Problem details:
Copy out the lines below, swapping every "dot" for "marker" and leaving everything else as it is. Leave the pictures out.

Records shown:

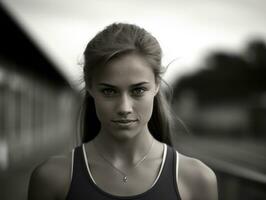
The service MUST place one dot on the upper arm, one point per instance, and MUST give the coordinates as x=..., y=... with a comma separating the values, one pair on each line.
x=50, y=180
x=196, y=180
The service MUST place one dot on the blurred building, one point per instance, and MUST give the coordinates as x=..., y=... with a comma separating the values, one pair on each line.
x=38, y=109
x=224, y=106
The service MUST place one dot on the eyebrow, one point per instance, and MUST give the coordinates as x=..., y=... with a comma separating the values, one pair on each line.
x=133, y=85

Answer for this exercise:
The service MUST place one marker on the upper arm, one point per instance, and MUST give the coordinates as x=..., y=... with a comma separating the values, one pair on each line.
x=50, y=180
x=196, y=180
The service MUST place one marker on the blurred building, one point per instance, and MUST give the coordinates as x=..., y=... with a comma separating the values, one pair on each line.
x=38, y=109
x=224, y=106
The service MUST place one marker on the eyebrow, one point per instance, and MUST give the coordinates as x=..., y=... with a comma separating the values, one pair on each line.
x=133, y=85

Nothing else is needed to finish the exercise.